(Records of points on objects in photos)
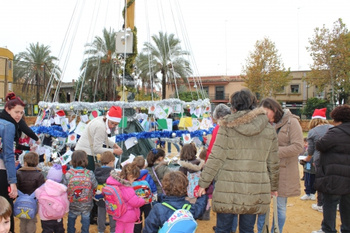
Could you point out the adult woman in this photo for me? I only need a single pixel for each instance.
(16, 118)
(333, 177)
(290, 145)
(96, 135)
(244, 163)
(220, 111)
(318, 126)
(9, 132)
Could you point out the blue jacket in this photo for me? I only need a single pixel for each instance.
(148, 179)
(160, 213)
(7, 134)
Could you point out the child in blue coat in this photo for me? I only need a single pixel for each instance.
(175, 186)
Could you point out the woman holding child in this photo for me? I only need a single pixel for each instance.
(244, 163)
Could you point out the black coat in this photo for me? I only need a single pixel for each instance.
(333, 177)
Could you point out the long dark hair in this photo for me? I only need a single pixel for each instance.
(274, 106)
(12, 101)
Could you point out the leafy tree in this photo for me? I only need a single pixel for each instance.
(312, 104)
(34, 68)
(167, 58)
(264, 72)
(330, 51)
(101, 68)
(146, 73)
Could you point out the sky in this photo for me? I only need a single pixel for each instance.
(219, 34)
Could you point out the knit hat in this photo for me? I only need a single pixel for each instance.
(114, 114)
(55, 173)
(320, 113)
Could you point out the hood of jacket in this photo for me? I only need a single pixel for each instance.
(54, 189)
(240, 120)
(115, 179)
(193, 165)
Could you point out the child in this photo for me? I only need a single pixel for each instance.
(53, 201)
(157, 167)
(29, 178)
(175, 186)
(124, 181)
(101, 174)
(145, 209)
(191, 167)
(5, 214)
(80, 183)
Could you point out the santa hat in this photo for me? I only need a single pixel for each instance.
(55, 173)
(320, 113)
(61, 113)
(114, 114)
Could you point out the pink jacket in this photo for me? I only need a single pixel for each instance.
(58, 203)
(132, 201)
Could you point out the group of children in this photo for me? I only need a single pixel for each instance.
(139, 190)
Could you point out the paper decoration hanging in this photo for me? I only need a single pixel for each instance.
(123, 123)
(80, 128)
(186, 138)
(95, 113)
(130, 142)
(66, 157)
(151, 109)
(72, 138)
(162, 124)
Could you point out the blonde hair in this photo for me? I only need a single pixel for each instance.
(107, 157)
(317, 121)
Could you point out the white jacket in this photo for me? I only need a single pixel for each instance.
(96, 130)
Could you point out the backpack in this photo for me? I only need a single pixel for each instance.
(25, 206)
(79, 186)
(115, 204)
(180, 221)
(192, 187)
(52, 207)
(143, 189)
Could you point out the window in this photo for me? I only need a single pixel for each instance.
(294, 88)
(220, 93)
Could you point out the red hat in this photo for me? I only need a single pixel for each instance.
(320, 113)
(114, 114)
(61, 113)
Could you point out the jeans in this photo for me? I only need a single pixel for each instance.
(330, 211)
(176, 146)
(85, 222)
(224, 223)
(261, 221)
(281, 211)
(101, 220)
(309, 181)
(235, 223)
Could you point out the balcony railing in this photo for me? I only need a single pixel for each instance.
(219, 97)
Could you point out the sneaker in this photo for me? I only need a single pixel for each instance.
(312, 197)
(319, 231)
(305, 197)
(317, 208)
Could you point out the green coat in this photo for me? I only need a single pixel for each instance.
(244, 164)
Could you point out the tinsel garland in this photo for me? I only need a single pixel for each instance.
(57, 131)
(105, 105)
(54, 130)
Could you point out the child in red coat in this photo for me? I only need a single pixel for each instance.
(123, 180)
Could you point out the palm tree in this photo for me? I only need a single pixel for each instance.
(101, 68)
(167, 58)
(34, 66)
(146, 73)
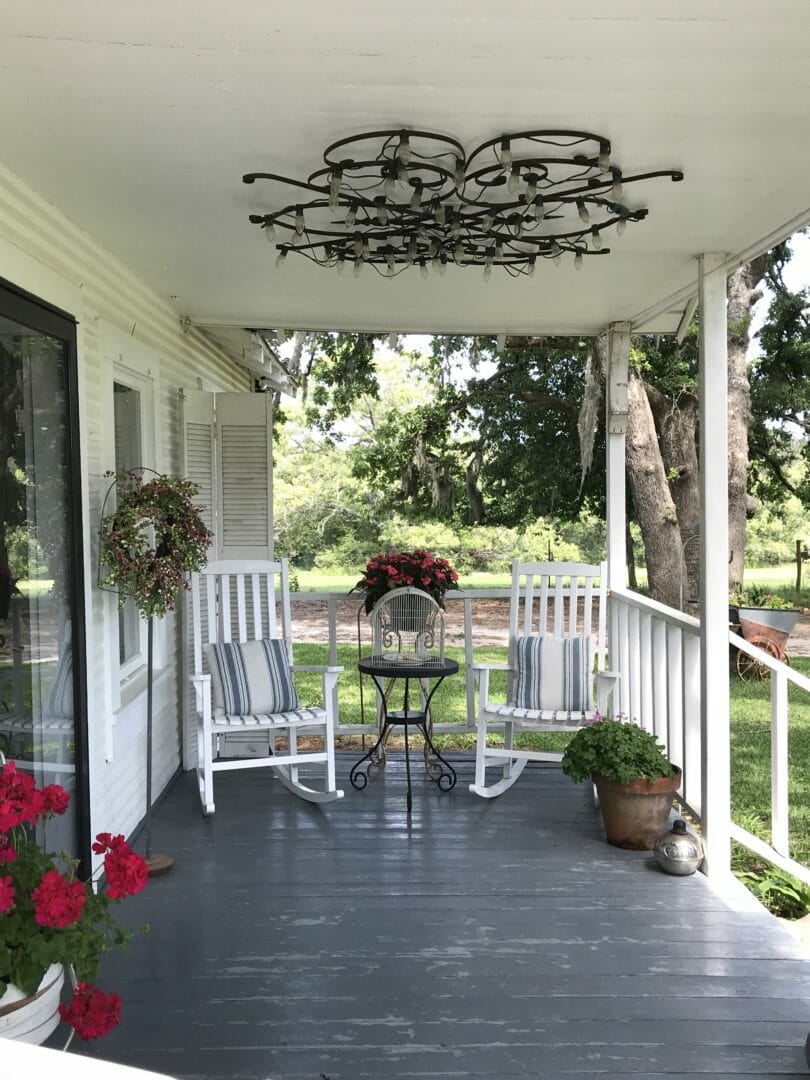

● Work to complete:
Copy out all of the material above line for line, exactly as it stands, without changing anything. Omit the pictures from your copy.

● Answer to the exercise:
Could you point out the adult woman in this photo for me? I only need a single pixel for each instance.
(16, 118)
(333, 177)
(290, 145)
(96, 135)
(244, 163)
(220, 111)
(318, 126)
(9, 132)
Could you point out the blue jacket in this photo for me? I only need a single pixel for each instance.
(148, 179)
(160, 213)
(7, 134)
Could you point out the child in blue coat in this photo for me? I only need a single pixel for each instance.
(175, 186)
Could you point out the woman holding child in this photo for me? I only need a single pixel for each instance.
(244, 163)
Could you point out the black coat in this photo for me? I only need a single pixel for each instance.
(333, 177)
Could you point out the long dark hair in this photo for me? I only need a single pixel for each instance.
(274, 106)
(12, 101)
Could you point out the leafy tree in this photo for me? I only need a single pixel for each instance.
(312, 104)
(34, 68)
(167, 58)
(264, 72)
(330, 51)
(101, 68)
(146, 73)
Could you point out the sky in this photo for me? I only need a single pixel for each instance.
(219, 34)
Could you point out the knit hat in this photo for me? I only need a single pixel for each instance.
(114, 114)
(55, 173)
(320, 113)
Could you point out the hood of jacket in this photo for me? I only need a single pixel for each instance.
(54, 189)
(240, 120)
(115, 179)
(193, 165)
Could you point out the child in this photo for me? I only need a single pixel for each instance.
(53, 201)
(157, 167)
(29, 178)
(175, 186)
(124, 181)
(101, 174)
(145, 209)
(191, 167)
(5, 214)
(80, 183)
Could you point out the santa hat in this photo for me? I only need a single pixel for each instance.
(55, 173)
(320, 113)
(61, 113)
(114, 114)
Could you point out the pink jacket in this photo for me? I only need a single pixel for each instance.
(58, 203)
(132, 201)
Could you point out the group of children in this photo for me? I only need a single pixel for each instance.
(139, 190)
Could you point out the paper decoration hanging in this photo for me? I only need a single pixel for each instance.
(123, 123)
(80, 128)
(186, 138)
(95, 113)
(130, 142)
(66, 157)
(151, 109)
(72, 138)
(162, 124)
Could you point out the blonde hair in this photo for me? I only need a single pixel for each instance.
(107, 157)
(317, 121)
Could you point out the white jacket in this photo for me? I only need a single pixel for each instance.
(96, 130)
Could you point out the backpack in this photo for me? I only need a single pixel for each instance.
(25, 206)
(79, 186)
(115, 204)
(180, 221)
(192, 187)
(52, 207)
(143, 189)
Could you point out the window in this photo for me? I only need a single pixel for each instance.
(294, 88)
(220, 93)
Could you point out the red hat in this photo for me? I only need a single pixel for each instance.
(320, 113)
(114, 114)
(61, 113)
Could you point out the jeans in this photo for me? I only need a single pixel for each instance.
(330, 211)
(176, 146)
(85, 222)
(224, 223)
(261, 221)
(281, 211)
(101, 220)
(309, 181)
(235, 223)
Could you point out the balcony railing in this photo for me? I only need a single pixel for each instance.
(219, 97)
Could you point out the sneaker in this photo for me? I only need a single pixel for each instance.
(312, 197)
(319, 231)
(305, 197)
(317, 208)
Could you point out the green coat in this photo for me? I only need a single pixel for each instance.
(244, 164)
Could you point out the tinsel garland in this photo for me? I only need a single pixel for each instance.
(57, 131)
(105, 105)
(54, 130)
Could you point out the child in red coat in this photo for me? I only need a single pixel for each instance.
(123, 180)
Could you point out the palm tree in this photo for me? I only need a single pixel for each instance.
(101, 68)
(167, 58)
(34, 66)
(146, 73)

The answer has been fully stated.